Start of Input records

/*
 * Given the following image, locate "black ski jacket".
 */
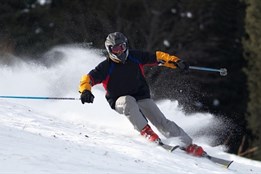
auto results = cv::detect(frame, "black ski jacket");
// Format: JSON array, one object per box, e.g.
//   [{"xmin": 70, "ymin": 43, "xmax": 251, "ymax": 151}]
[{"xmin": 88, "ymin": 49, "xmax": 158, "ymax": 109}]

End of Input records

Drop the images and transcribe the entries above exactly.

Task result:
/*
 * Given the following image, locate "black ski jacket".
 */
auto results = cv::detect(frame, "black ski jacket");
// Format: JSON array, one object per box, e.g.
//   [{"xmin": 70, "ymin": 43, "xmax": 251, "ymax": 151}]
[{"xmin": 88, "ymin": 49, "xmax": 158, "ymax": 109}]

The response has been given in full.